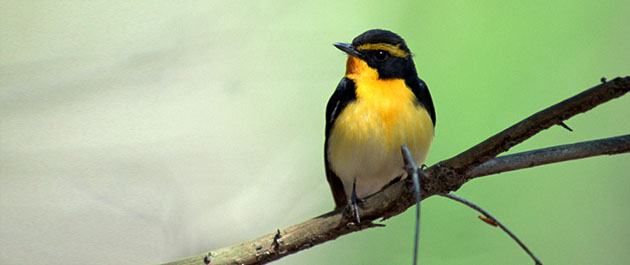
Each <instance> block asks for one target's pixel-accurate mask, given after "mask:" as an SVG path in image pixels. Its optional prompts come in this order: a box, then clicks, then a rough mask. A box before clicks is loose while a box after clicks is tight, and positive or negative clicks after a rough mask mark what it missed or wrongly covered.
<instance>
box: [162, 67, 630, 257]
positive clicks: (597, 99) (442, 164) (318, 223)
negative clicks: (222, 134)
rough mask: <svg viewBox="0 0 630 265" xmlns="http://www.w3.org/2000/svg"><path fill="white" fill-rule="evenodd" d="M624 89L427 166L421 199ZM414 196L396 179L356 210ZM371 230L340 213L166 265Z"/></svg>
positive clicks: (300, 244)
mask: <svg viewBox="0 0 630 265" xmlns="http://www.w3.org/2000/svg"><path fill="white" fill-rule="evenodd" d="M628 91H630V76H627V77H623V78H615V79H614V80H611V81H608V82H605V83H603V84H600V85H598V86H596V87H593V88H591V89H588V90H586V91H584V92H582V93H580V94H578V95H576V96H574V97H571V98H569V99H567V100H564V101H562V102H560V103H558V104H556V105H554V106H551V107H549V108H547V109H545V110H543V111H540V112H538V113H536V114H534V115H532V116H530V117H528V118H527V119H525V120H523V121H521V122H519V123H517V124H515V125H513V126H511V127H510V128H507V129H505V130H504V131H502V132H500V133H498V134H496V135H494V136H492V137H490V138H488V139H487V140H485V141H483V142H481V143H480V144H478V145H476V146H474V147H472V148H470V149H468V150H466V151H465V152H463V153H461V154H459V155H457V156H455V157H453V158H451V159H448V160H445V161H442V162H440V163H438V164H436V165H434V166H431V167H430V168H429V169H427V170H426V171H425V174H426V175H425V176H422V177H421V178H420V182H421V185H422V198H423V199H424V198H428V197H430V196H433V195H436V194H446V193H449V192H451V191H454V190H457V189H458V188H459V187H460V186H461V185H463V184H464V183H465V182H466V181H468V180H469V179H470V177H469V176H468V173H469V172H470V171H471V170H473V169H474V168H476V167H478V166H479V165H481V164H483V163H484V162H486V161H488V160H490V159H492V158H494V157H495V156H497V155H498V154H500V153H502V152H505V151H507V150H508V149H509V148H511V147H512V146H514V145H517V144H519V143H521V142H523V141H524V140H526V139H528V138H529V137H531V136H533V135H535V134H537V133H538V132H540V131H542V130H544V129H547V128H549V127H551V126H553V125H556V124H559V123H561V122H562V121H564V120H566V119H568V118H570V117H572V116H574V115H576V114H579V113H582V112H585V111H588V110H590V109H592V108H594V107H596V106H597V105H600V104H602V103H604V102H607V101H609V100H611V99H614V98H617V97H620V96H622V95H624V94H625V93H627V92H628ZM414 197H415V194H414V191H413V183H412V180H410V179H409V178H407V179H406V180H404V181H399V182H397V183H395V184H393V185H390V186H389V187H387V188H386V189H384V190H382V191H380V192H378V193H376V194H374V195H373V196H370V197H369V198H366V200H365V201H364V202H363V203H362V207H363V208H361V209H360V214H361V217H362V218H363V219H364V220H367V221H371V220H376V219H378V218H383V219H386V218H389V217H391V216H394V215H397V214H400V213H402V212H404V211H405V210H406V209H407V208H409V207H411V206H412V205H414V204H415V199H414ZM374 226H377V225H375V224H373V223H371V222H363V223H361V224H360V227H358V226H356V225H354V226H353V225H350V224H349V221H348V220H347V219H346V218H344V217H343V214H342V212H341V211H334V212H329V213H326V214H324V215H321V216H319V217H316V218H313V219H310V220H307V221H305V222H303V223H300V224H297V225H294V226H291V227H288V228H285V229H280V233H281V235H282V240H283V243H284V244H283V246H281V247H279V248H276V249H271V248H269V247H268V246H270V245H271V244H272V242H273V238H274V236H275V235H276V233H270V234H268V235H265V236H263V237H260V238H258V239H254V240H251V241H248V242H243V243H240V244H237V245H234V246H230V247H225V248H221V249H218V250H215V251H211V252H209V253H207V254H206V253H204V254H201V255H197V256H193V257H190V258H186V259H182V260H179V261H175V262H173V263H170V264H201V262H203V261H204V258H205V260H207V261H208V263H209V264H212V265H218V264H264V263H266V262H269V261H273V260H276V259H279V258H281V257H284V256H286V255H289V254H292V253H295V252H298V251H300V250H303V249H306V248H309V247H312V246H314V245H317V244H320V243H323V242H325V241H329V240H333V239H335V238H337V237H339V236H342V235H345V234H348V233H351V232H354V231H358V230H360V229H365V228H369V227H374Z"/></svg>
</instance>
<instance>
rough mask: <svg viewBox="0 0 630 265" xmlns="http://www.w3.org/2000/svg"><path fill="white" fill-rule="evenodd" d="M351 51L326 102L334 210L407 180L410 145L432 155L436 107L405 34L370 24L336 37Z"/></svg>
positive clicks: (413, 147)
mask: <svg viewBox="0 0 630 265" xmlns="http://www.w3.org/2000/svg"><path fill="white" fill-rule="evenodd" d="M333 45H334V46H335V47H336V48H338V49H339V50H341V51H343V52H345V53H346V54H347V56H348V58H347V61H346V72H345V75H344V77H343V78H342V79H341V81H340V82H339V84H338V85H337V88H336V89H335V91H334V92H333V94H332V96H331V97H330V99H329V100H328V103H327V105H326V117H325V118H326V127H325V144H324V161H325V170H326V179H327V180H328V184H329V185H330V189H331V191H332V195H333V199H334V202H335V209H339V208H342V207H346V206H348V205H352V206H354V211H355V215H356V218H357V221H359V223H360V217H359V215H358V210H357V201H359V200H362V199H364V198H366V197H368V196H370V195H372V194H374V193H377V192H378V191H380V190H382V189H383V188H384V187H387V186H388V185H390V184H392V183H394V182H396V181H399V180H400V179H404V178H406V177H407V173H406V172H405V170H404V162H403V158H402V155H401V152H400V150H401V145H403V144H404V145H406V146H407V147H408V148H409V150H410V153H411V154H412V156H413V158H414V160H415V162H416V164H417V165H422V164H423V163H424V161H425V159H426V157H427V155H428V153H429V149H430V146H431V143H432V141H433V138H434V134H435V133H434V132H435V122H436V116H435V108H434V105H433V100H432V99H431V94H430V93H429V89H428V87H427V85H426V83H425V82H424V81H423V80H422V79H420V78H419V77H418V74H417V71H416V66H415V64H414V62H413V59H412V54H411V51H410V50H409V48H408V46H407V44H406V43H405V41H404V40H403V38H401V37H400V36H399V35H398V34H396V33H393V32H391V31H389V30H383V29H372V30H368V31H366V32H364V33H362V34H360V35H359V36H357V37H356V38H354V39H353V40H352V43H334V44H333Z"/></svg>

• WHAT YOU WILL DO
Could you write out every item above word for word, leaving out the pictures?

• OUTPUT BELOW
Each <instance> block asks for one target's pixel-accurate mask, given after "mask:" as an SVG path in image pixels. Its optional prompts come in this order: a box, then clicks, then a rough mask. A box before clicks is loose while a box after clicks is tight, and positive or negative clicks after a rough mask mark what it missed or wrongly covered.
<instance>
box: [162, 67, 630, 257]
positive clicks: (597, 99) (442, 164) (318, 223)
negative clicks: (222, 134)
rough mask: <svg viewBox="0 0 630 265" xmlns="http://www.w3.org/2000/svg"><path fill="white" fill-rule="evenodd" d="M624 89L427 166L421 199ZM414 196L396 179L356 210ZM371 230L340 213L166 265Z"/></svg>
positive clicks: (300, 244)
mask: <svg viewBox="0 0 630 265" xmlns="http://www.w3.org/2000/svg"><path fill="white" fill-rule="evenodd" d="M628 91H630V76H627V77H623V78H615V79H614V80H611V81H608V82H605V83H603V84H600V85H598V86H596V87H593V88H591V89H588V90H586V91H584V92H582V93H580V94H578V95H576V96H574V97H571V98H569V99H567V100H564V101H562V102H560V103H558V104H556V105H554V106H551V107H549V108H547V109H545V110H543V111H540V112H538V113H536V114H534V115H532V116H530V117H528V118H527V119H525V120H523V121H521V122H519V123H517V124H515V125H513V126H511V127H510V128H507V129H505V130H504V131H502V132H500V133H498V134H496V135H494V136H492V137H490V138H488V139H487V140H485V141H483V142H481V143H480V144H478V145H476V146H474V147H472V148H470V149H468V150H466V151H465V152H463V153H461V154H459V155H457V156H455V157H453V158H451V159H448V160H445V161H442V162H440V163H438V164H436V165H434V166H431V167H430V168H429V169H427V170H426V171H425V174H426V175H425V176H422V177H421V178H420V182H421V185H422V198H423V199H424V198H428V197H430V196H433V195H436V194H446V193H449V192H451V191H454V190H457V189H458V188H459V187H460V186H461V185H463V184H464V183H465V182H466V181H468V180H469V179H470V177H469V176H468V173H469V172H470V171H471V170H473V169H474V168H476V167H478V166H479V165H481V164H483V163H484V162H486V161H488V160H490V159H492V158H494V157H495V156H497V155H498V154H500V153H502V152H505V151H507V150H508V149H509V148H511V147H512V146H514V145H517V144H519V143H521V142H523V141H524V140H526V139H528V138H529V137H531V136H533V135H535V134H537V133H538V132H540V131H542V130H544V129H547V128H549V127H551V126H553V125H556V124H559V123H561V122H562V121H564V120H566V119H568V118H570V117H572V116H574V115H576V114H579V113H582V112H585V111H588V110H590V109H592V108H594V107H596V106H597V105H600V104H602V103H604V102H607V101H609V100H611V99H614V98H617V97H620V96H622V95H624V94H625V93H627V92H628ZM414 197H415V194H414V191H413V183H412V180H410V179H409V178H407V179H406V180H404V181H399V182H397V183H395V184H393V185H390V186H389V187H387V188H386V189H384V190H382V191H380V192H378V193H376V194H374V195H373V196H370V197H369V198H366V200H365V201H364V202H363V203H362V207H363V208H361V209H360V214H361V217H362V218H363V219H364V220H367V221H371V220H376V219H378V218H383V219H386V218H389V217H391V216H394V215H397V214H400V213H402V212H404V211H405V210H406V209H407V208H409V207H411V206H412V205H414V204H415V199H414ZM374 226H377V225H375V224H373V223H371V222H363V223H361V224H360V227H358V226H356V225H354V226H353V225H350V224H349V221H348V220H347V219H346V218H344V217H343V214H342V212H341V211H334V212H329V213H326V214H324V215H321V216H319V217H316V218H313V219H310V220H307V221H305V222H303V223H300V224H297V225H294V226H291V227H288V228H285V229H280V233H281V235H282V240H283V243H284V244H283V246H281V247H279V248H276V249H271V248H269V247H268V246H270V245H271V244H272V242H273V238H274V236H275V235H276V233H270V234H268V235H265V236H263V237H260V238H258V239H254V240H251V241H248V242H243V243H240V244H237V245H234V246H230V247H225V248H221V249H218V250H215V251H211V252H209V253H207V254H206V253H204V254H201V255H197V256H193V257H190V258H186V259H182V260H179V261H175V262H173V263H170V264H201V262H203V261H204V258H205V260H207V261H208V263H209V264H212V265H218V264H264V263H266V262H269V261H273V260H276V259H279V258H281V257H284V256H286V255H289V254H292V253H295V252H298V251H300V250H303V249H306V248H309V247H312V246H314V245H317V244H320V243H323V242H325V241H329V240H333V239H335V238H337V237H339V236H342V235H345V234H348V233H351V232H354V231H358V230H360V229H365V228H369V227H374Z"/></svg>
</instance>
<instance>
rough mask: <svg viewBox="0 0 630 265" xmlns="http://www.w3.org/2000/svg"><path fill="white" fill-rule="evenodd" d="M351 51L326 102L334 210L407 180L410 145L432 155L436 107L405 34L370 24L336 37Z"/></svg>
positive clicks: (413, 147)
mask: <svg viewBox="0 0 630 265" xmlns="http://www.w3.org/2000/svg"><path fill="white" fill-rule="evenodd" d="M333 45H334V46H335V47H336V48H338V49H339V50H341V51H343V52H345V53H346V54H347V56H348V58H347V61H346V72H345V75H344V77H343V78H342V79H341V81H340V82H339V84H338V85H337V88H336V89H335V91H334V92H333V94H332V96H331V97H330V99H329V100H328V103H327V105H326V117H325V118H326V127H325V144H324V161H325V170H326V179H327V180H328V184H329V185H330V189H331V191H332V195H333V199H334V202H335V209H339V208H342V207H346V206H348V205H352V206H354V211H355V215H356V218H357V221H359V223H360V217H359V215H358V210H357V201H359V200H362V199H364V198H366V197H368V196H370V195H372V194H374V193H377V192H378V191H380V190H382V189H383V188H384V187H387V186H388V185H390V184H392V183H394V182H396V181H399V180H400V179H404V178H406V177H407V173H406V172H405V170H404V162H403V158H402V155H401V152H400V150H401V145H403V144H404V145H406V146H407V147H408V148H409V150H410V153H411V154H412V156H413V158H414V160H415V162H416V164H417V165H422V164H423V163H424V161H425V159H426V157H427V155H428V153H429V149H430V146H431V143H432V141H433V138H434V134H435V133H434V132H435V122H436V116H435V108H434V105H433V100H432V99H431V94H430V93H429V89H428V87H427V85H426V83H425V82H424V81H423V80H422V79H420V78H419V77H418V74H417V71H416V66H415V64H414V62H413V59H412V54H411V51H410V50H409V48H408V46H407V44H406V43H405V41H404V40H403V38H401V37H400V36H399V35H398V34H396V33H393V32H391V31H389V30H383V29H372V30H368V31H366V32H364V33H362V34H360V35H359V36H357V37H356V38H354V39H353V40H352V43H334V44H333Z"/></svg>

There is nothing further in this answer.